Что требуется: Продолжите отрывок о ночной работе Бальзака, начав сразу после его последнего предложения.

Отрывок:
Грандиозный отрезок времени простирается перед ним: восемь, десять часов полнейшего одиночества – Бальзаку для исполинской его работы нужно такое грандиозное временное пространство. Как нельзя дать остыть печам, в которых холодная хрупкая руда переплавляется в несокрушимую сталь, так же нельзя дать замереть работе его фантазии. Нельзя останавливать на лету его пламенные и гармонические галлюцинации.

«Мысли сами брызжут у меня из черепа, как струи фонтана. Это абсолютно бессознательный процесс».

Как всякий великий художник, Бальзак повинуется только законам своей работы:

«Для меня невозможно работать, если я должен буду прервать занятия и выйти на прогулку. Я никогда не работаю лишь час или два».

Только ночь, неограниченная, беспредельная, он это знает, позволяет ему работать непрерывно, и ради этой работы он передвигает стрелки времени и превращает ночь в день и день в ночь.

Его разбудил тихий стук слуги у дверей. Бальзак поднимается и накидывает на себя свою рясу. Многолетний опыт заставил его выбрать это одеяние, как самое подходящее для его работы. Он выбрал его, как воин свое оружие, как рудокоп свою кожаную одежду – согласно требованиям своей профессии. Писатель избрал для себя это белое длинное платье из теплого кашемира – зимой, из тонкого полотна – летом, ибо оно послушно подчиняется каждому его движению, оставляет шею свободной для дыхания; оно согревает и в то же время не давит, и, быть может, подобно монашеской рясе, напоминает ему, что он отправляет это служение во исполнение высшего обета и отрекшись, пока носит это платье, от реального мира и его соблазнов. Плетеный шнур (позднее – золотая цепь) опоясывает эту белую доминиканскую рясу, ниспадающую свободными складками. И подобно тому как монах носит крест и нарамник – орудия молитвы, так писатель носит ножницы и нож для разрезания бумаги – свои рабочие принадлежности.

Еще несколько шагов по комнате в этом мягком податливом одеянии, чтобы исчезли последние тени сна и кровь резвей заструилась в жилах. И вот Бальзак готов к работе.

Слуга зажег у него на столе шесть свечей в серебряных канделябрах и наглухо закрыл окна шторами, словно отделяя его от внешнего мира. Ибо Бальзак уже не желает измерять время его подлинной мерой, а только мерой своего труда. Он не хочет знать, когда светает, когда наступает день, когда пробуждается Париж, когда пробуждается весь мир. Ничто от действительности не должно проникать к нему. Книги на полках, стены, двери и окна, все, что лежит за ними, – все утопает теперь в темноте. Только люди, рожденные им, будут теперь говорить, действовать, смотреть, дышать. Так возникает, чтобы жить и существовать, его мир, его собственный.

Исходные данные:

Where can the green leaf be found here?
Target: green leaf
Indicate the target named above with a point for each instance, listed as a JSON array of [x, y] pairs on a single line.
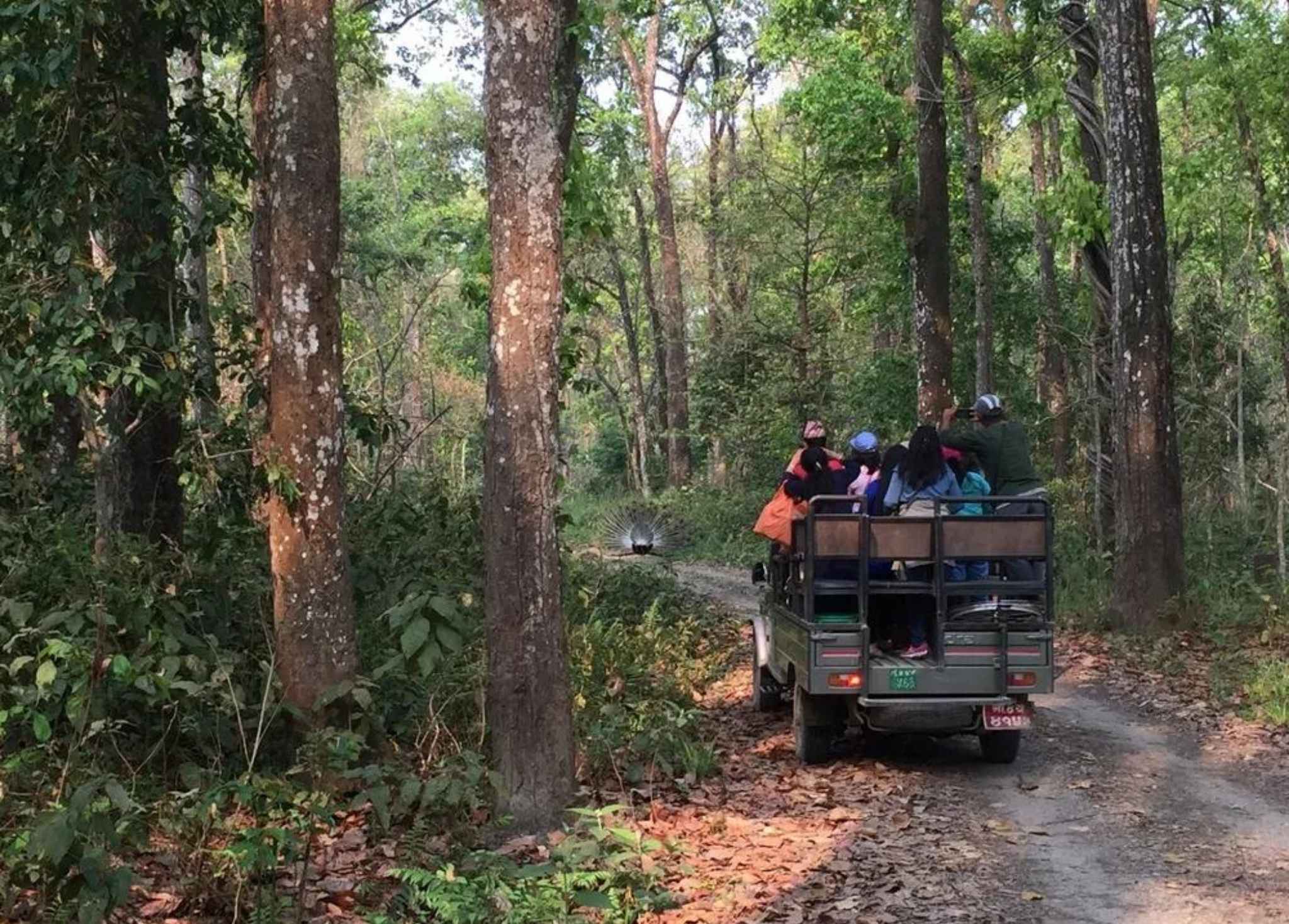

Результат выполнения:
Бальзак усаживается за стол, за тот самый стол, «где я бросаю свою жизнь в плавильный тигель, как алхимик свое золото».

Это маленький, неприглядный, прямоугольный стол, и все-таки Бальзак любит его больше, чем самое драгоценное свое достояние. Золотую трость с бирюзой, столовое серебро, купленное с таким трудом, книги в роскошных переплетах и самую славу свою он любит меньше, чем это маленькое, безгласное, четвероногое существо, которое он таскал за собой из одной квартиры в другую, спасал от аукционов и катастроф, вынося на себе, как солдат своего побратима из пламени битвы. Ибо этот стол – единственный наперсник его глубочайшего счастья, его горчайшей муки, единственный и немой свидетель подлинной его жизни.

«Он видел мою нищету, он знает обо всех моих планах, он прислушивался к моим помыслам, моя рука почти насиловала его, когда я писал на нем».

Никто из друзей, ни одна живая душа не знает так много о Бальзаке, ни одной женщине не подарил он столько ночей, полных пламенной близости. За этим столом Бальзак жил, за ним он доработался до смерти.

Еще последний взгляд. Все ли готово? Как каждый воистину фанатичный труженик, Бальзак педантичен в своей работе. Он любит свой верстак, как солдат свое оружие, и прежде чем броситься в битву, он должен знать, что оно наточено. По левую руку стопами лежат листы писчей бумаги, совершенно определенной, заботливо выбранной бумаги одинакового формата. Бумага должна быть чуть синеватой, чтобы не слепить глаза и не утомлять их при многочасовой работе. Бумага должна быть особенно гладкой, чтобы не оказывать никакого сопротивления стремительному перу. Она должна быть тонкой, ибо сколько листов он должен исписать в эту ночь – десять, двадцать, тридцать, сорок?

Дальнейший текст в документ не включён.